= Goal of the exercise =
Reproduce, word for word, the part of the robot motion text between "Gyro-Based Square Drawing" and "proper complex number.", inclusive.

= Text segment =

Bumper Events for Safe Forward Motion
What this requires is two variables to be added to your goforward class. One for the safety state in the finite machine, and one to keep track of the bumpers that are hit. Call the first one safety and the second one bhit.
Use the bits in bhit to keep track of which bumpers were hit. The first bit can be the left bumper, the second bit the middle bumper, and the third bit the right bumper. The bits toggle based on the event message for the bumpers.
The safety state then should have three states, let's order them as 0, 1, and 2. In state 0, the robot should be moving forward so long as (bhit is equal to 0). Having any bumper be hit (so that bhit > 0) should immediately trigger state 1. If the bumpers cease to be hit when in state 1 (bhit equals 0 again) should trigger state 2. Pausing fully without hits in state 2 should then return to state 0. Some of this logic gets implemented in the bumper callback function (the hit part), some of it is in the infinite loop for the robot forward motion (the finite state machine logic).
Drawing a state diagram for the finite state machine should clarify what is involved. Try to get it working for a single sensor (say the bump sensor), then work it out for two sensors (bump and wheel drop). If you do so, then you should see that the main logic is predicated on a boolean value that checks the hit and drop statuses (you can even go crazy and add in the cliff sensor status).
Gyro-Based Square Drawing
There are two ways to solve this: (1) write your own orientation estimator to integrate the gyro information, or (2) access the orientation estimate of the system and use it. In both cases, what happens next is that some kind of feedback control is needed to regulate the orientation to the desired value (90 degrees offset from the initial value). Once close enough, then the turn maneuver should be considered executed.
If using the built-in ROS topic for the orientation part of the robot's pose, then you'll have to work it out in quaternion form (or really in complex form since the other two quaternion values remain at zero). Given the current robot orientation as a complex number, it is possible to get the desired final orientation through multiplication by the proper complex number.
Now, what about the feedback control part given that everything is in complex form? Remember that these numbers live on the unit circle, so they are like vectors. The vector difference inner producted by the normal (in right hand rule sense) to the orientation vector give the error. If it is positive, then the robot must turn left. If ti is negative, right. The closer to zero it is, the closer to the desired orientation. This becomes the feedback term. The only problem is that a complete 180 degree turn is not possible with feedback since the inner product is zero. For 180 degree turns, some special logic is needed. Usually one just commands it to turn in an arbitrary direction. The next time step, the standard feedback control should work.

= Information provided =
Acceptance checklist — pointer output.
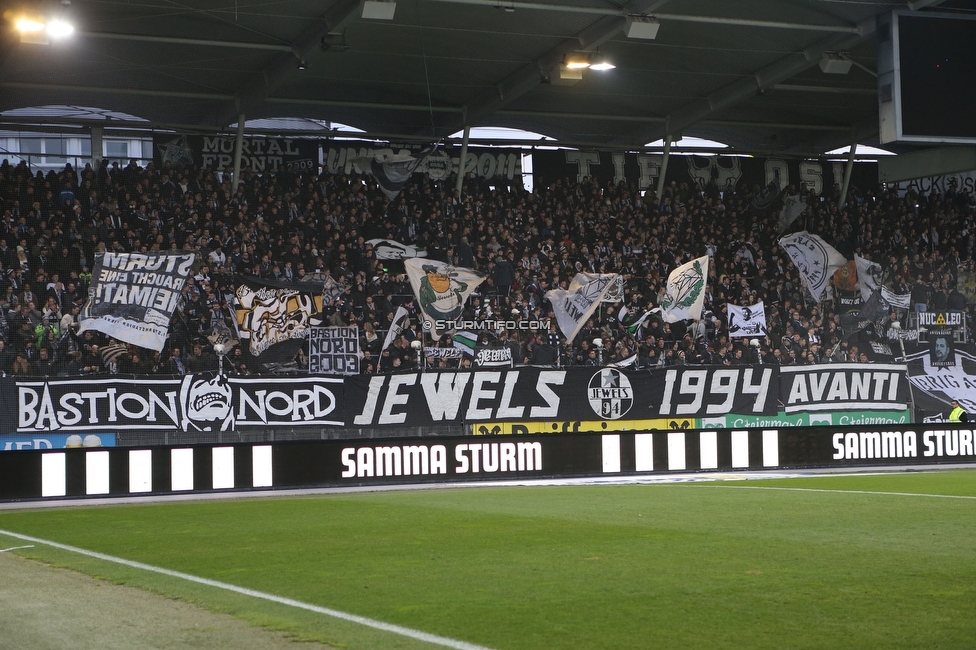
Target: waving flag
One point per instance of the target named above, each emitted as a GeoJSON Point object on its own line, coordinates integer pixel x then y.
{"type": "Point", "coordinates": [441, 290]}
{"type": "Point", "coordinates": [575, 305]}
{"type": "Point", "coordinates": [815, 259]}
{"type": "Point", "coordinates": [685, 291]}
{"type": "Point", "coordinates": [270, 314]}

= In response =
Gyro-Based Square Drawing
There are two ways to solve this: (1) write your own orientation estimator to integrate the gyro information, or (2) access the orientation estimate of the system and use it. In both cases, what happens next is that some kind of feedback control is needed to regulate the orientation to the desired value (90 degrees offset from the initial value). Once close enough, then the turn maneuver should be considered executed.
If using the built-in ROS topic for the orientation part of the robot's pose, then you'll have to work it out in quaternion form (or really in complex form since the other two quaternion values remain at zero). Given the current robot orientation as a complex number, it is possible to get the desired final orientation through multiplication by the proper complex number.